[Dataset entries]
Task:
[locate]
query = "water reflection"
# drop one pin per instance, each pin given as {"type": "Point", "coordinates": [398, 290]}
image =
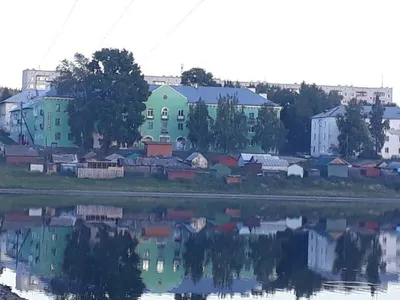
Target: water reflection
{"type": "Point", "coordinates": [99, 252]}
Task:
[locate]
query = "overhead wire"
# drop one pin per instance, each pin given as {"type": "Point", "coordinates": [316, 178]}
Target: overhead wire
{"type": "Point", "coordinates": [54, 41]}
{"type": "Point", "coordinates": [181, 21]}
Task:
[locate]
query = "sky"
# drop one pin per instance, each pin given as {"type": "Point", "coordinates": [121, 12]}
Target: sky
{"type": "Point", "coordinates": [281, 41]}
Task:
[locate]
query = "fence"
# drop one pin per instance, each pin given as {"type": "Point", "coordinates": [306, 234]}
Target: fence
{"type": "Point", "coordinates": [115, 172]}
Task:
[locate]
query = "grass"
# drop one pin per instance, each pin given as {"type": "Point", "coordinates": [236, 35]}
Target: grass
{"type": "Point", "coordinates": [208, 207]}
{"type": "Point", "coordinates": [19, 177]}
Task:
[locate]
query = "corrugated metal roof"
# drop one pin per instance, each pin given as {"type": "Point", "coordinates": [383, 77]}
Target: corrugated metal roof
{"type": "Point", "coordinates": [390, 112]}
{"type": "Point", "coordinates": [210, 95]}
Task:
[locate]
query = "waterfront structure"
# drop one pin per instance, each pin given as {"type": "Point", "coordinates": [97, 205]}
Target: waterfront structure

...

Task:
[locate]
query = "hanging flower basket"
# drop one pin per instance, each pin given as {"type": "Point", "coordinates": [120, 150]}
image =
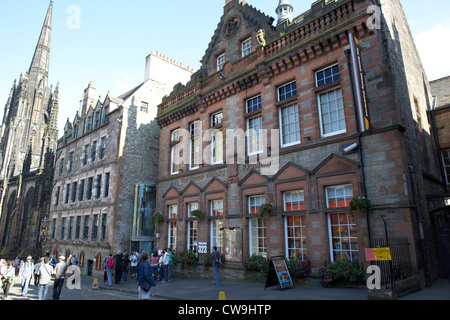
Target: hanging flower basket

--

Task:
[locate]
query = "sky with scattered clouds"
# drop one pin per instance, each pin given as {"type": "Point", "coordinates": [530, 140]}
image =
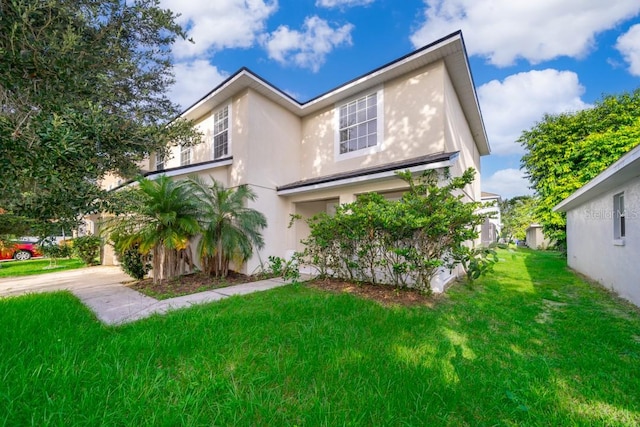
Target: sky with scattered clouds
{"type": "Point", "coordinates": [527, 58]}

### [Work to complete]
From the entries above, pull out each line that includes "hanging".

### [Output of the task]
query = "hanging flower basket"
Target: hanging flower basket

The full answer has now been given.